§ **Task goal**
The answer should be the lines from the one with "[point] at the red carpet" through the final line of the entries, restated word for word.

§ **Data excerpts**
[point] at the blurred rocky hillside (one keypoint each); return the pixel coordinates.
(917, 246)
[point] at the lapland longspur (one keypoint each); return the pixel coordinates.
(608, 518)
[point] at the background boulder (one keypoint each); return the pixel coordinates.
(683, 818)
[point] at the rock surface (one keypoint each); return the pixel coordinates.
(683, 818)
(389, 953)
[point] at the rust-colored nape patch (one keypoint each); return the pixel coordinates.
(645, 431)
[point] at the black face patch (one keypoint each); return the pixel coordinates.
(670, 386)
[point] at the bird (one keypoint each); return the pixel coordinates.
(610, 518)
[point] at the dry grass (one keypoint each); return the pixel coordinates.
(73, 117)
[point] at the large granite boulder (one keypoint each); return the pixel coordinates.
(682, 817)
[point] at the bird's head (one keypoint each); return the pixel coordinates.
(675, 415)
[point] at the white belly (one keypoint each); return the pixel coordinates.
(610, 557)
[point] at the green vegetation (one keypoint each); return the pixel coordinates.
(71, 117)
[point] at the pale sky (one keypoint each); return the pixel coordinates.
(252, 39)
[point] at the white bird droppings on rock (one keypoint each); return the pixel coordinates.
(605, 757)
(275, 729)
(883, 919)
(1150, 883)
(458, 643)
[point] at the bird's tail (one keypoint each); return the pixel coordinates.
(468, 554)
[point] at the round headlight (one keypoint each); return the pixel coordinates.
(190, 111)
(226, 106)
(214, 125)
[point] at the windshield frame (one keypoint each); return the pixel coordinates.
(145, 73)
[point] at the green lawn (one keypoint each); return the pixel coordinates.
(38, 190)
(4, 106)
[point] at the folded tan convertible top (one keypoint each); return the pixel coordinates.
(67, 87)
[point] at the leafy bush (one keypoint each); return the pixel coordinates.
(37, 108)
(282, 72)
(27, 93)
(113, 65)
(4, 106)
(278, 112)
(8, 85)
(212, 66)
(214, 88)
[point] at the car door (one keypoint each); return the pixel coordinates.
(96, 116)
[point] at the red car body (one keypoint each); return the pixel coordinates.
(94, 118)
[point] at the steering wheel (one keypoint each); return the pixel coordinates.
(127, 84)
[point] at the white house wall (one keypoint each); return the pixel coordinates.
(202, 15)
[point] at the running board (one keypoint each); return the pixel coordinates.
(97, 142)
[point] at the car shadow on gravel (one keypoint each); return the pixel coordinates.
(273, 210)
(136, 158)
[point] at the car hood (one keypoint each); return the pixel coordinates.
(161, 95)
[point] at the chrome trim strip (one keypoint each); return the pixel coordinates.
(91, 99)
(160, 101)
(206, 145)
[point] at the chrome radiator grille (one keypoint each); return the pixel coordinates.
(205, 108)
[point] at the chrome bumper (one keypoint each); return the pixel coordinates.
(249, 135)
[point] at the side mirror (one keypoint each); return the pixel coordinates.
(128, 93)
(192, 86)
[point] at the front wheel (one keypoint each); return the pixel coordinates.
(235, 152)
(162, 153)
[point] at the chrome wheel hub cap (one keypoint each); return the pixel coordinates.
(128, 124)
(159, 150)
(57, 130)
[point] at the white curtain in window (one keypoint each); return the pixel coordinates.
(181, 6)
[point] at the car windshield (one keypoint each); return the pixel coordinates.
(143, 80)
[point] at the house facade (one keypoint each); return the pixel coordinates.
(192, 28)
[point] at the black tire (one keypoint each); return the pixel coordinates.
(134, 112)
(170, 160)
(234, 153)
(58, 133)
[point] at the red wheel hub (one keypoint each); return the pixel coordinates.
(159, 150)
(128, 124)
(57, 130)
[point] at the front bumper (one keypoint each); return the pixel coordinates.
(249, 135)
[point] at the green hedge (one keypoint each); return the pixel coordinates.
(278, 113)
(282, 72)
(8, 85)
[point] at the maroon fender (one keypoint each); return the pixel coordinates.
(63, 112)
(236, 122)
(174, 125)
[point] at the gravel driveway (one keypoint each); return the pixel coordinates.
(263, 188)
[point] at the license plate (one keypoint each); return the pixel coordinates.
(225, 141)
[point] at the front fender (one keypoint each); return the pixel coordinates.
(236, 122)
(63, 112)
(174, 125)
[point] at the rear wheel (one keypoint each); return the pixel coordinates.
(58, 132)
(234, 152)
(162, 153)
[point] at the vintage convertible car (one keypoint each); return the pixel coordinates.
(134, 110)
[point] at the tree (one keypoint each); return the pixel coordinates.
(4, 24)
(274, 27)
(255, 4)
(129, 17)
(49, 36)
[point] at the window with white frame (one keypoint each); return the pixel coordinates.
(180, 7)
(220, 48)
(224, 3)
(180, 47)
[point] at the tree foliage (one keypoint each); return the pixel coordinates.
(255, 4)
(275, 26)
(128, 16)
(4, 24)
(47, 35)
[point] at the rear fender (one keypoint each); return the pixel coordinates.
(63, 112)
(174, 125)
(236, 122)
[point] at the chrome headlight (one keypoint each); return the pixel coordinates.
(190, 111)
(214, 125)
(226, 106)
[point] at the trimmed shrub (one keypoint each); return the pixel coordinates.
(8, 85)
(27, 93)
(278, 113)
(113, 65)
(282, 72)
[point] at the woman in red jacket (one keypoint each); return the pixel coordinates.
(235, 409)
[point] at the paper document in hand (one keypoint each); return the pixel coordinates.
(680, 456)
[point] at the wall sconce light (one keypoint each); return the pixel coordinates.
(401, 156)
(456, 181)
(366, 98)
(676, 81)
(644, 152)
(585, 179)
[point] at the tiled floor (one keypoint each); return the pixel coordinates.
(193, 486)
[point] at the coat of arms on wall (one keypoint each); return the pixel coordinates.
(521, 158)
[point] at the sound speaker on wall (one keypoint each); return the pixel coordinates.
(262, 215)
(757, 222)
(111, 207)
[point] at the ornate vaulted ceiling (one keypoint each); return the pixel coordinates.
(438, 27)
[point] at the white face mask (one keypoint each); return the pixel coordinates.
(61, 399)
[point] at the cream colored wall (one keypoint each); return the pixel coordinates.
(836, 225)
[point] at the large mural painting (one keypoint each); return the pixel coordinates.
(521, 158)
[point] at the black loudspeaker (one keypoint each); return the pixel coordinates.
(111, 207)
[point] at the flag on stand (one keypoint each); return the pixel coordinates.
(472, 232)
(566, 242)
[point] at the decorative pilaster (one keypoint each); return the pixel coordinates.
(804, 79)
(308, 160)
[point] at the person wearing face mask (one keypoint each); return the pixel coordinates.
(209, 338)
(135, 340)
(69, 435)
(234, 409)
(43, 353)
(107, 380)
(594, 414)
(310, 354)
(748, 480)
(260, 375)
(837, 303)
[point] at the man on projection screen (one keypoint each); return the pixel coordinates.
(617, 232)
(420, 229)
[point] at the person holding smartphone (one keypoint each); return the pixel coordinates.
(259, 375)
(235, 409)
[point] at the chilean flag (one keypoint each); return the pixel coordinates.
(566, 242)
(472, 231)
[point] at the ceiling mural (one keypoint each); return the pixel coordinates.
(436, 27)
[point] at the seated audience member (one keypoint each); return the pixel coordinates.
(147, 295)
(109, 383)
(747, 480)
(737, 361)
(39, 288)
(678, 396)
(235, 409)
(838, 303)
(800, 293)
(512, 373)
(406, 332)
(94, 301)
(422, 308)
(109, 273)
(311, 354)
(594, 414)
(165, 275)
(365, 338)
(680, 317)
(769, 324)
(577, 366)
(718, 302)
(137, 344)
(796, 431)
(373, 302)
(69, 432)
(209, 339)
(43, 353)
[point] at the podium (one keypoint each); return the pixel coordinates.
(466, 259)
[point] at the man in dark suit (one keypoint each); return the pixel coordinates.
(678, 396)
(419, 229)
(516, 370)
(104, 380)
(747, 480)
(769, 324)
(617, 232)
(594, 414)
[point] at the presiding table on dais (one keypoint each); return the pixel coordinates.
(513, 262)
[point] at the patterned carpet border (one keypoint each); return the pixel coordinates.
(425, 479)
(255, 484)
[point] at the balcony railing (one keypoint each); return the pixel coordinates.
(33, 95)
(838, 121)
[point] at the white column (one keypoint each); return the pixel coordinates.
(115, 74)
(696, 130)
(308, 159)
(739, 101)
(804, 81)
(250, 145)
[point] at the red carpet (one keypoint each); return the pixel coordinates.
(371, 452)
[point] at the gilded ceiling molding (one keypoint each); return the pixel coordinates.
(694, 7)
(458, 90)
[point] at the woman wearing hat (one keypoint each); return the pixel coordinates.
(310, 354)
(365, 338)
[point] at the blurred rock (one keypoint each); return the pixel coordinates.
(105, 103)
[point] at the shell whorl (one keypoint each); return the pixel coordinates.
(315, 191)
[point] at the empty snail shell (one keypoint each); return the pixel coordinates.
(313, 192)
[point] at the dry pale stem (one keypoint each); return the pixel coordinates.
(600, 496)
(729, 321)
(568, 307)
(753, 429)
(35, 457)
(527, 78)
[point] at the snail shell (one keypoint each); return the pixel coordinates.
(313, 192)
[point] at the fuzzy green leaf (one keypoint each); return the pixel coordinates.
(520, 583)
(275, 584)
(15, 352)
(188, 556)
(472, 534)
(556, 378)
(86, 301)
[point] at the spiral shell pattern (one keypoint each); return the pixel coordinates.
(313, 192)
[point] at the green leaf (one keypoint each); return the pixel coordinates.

§ **Task output**
[point] at the red carpet (one keypoint each); return the pixel coordinates.
(371, 452)
[point] at the gilded ceiling molding (one keypoint each); return the pixel coordinates.
(694, 7)
(458, 90)
[point] at the woman wearing hat (one keypoint each); return the pixel coordinates.
(310, 354)
(365, 338)
[point] at the blurred rock (one keypoint each); return the pixel coordinates.
(105, 103)
[point] at the shell whorl (one keypoint each); return the pixel coordinates.
(315, 191)
[point] at the empty snail shell (one keypoint each); return the pixel coordinates.
(313, 192)
[point] at the dry pale stem (one keypoint each); return the pixel coordinates.
(600, 496)
(729, 321)
(568, 307)
(753, 429)
(35, 457)
(527, 78)
[point] at the snail shell (one keypoint each); return the pixel coordinates.
(313, 192)
[point] at the fuzzy green leaf (one keypoint each); return the pixel coordinates.
(520, 583)
(275, 584)
(15, 352)
(188, 556)
(472, 534)
(556, 378)
(86, 301)
[point] at the spiral shell pattern (one keypoint each); return the pixel coordinates.
(313, 192)
[point] at the green leaf (one keypoint each); return the pixel coordinates.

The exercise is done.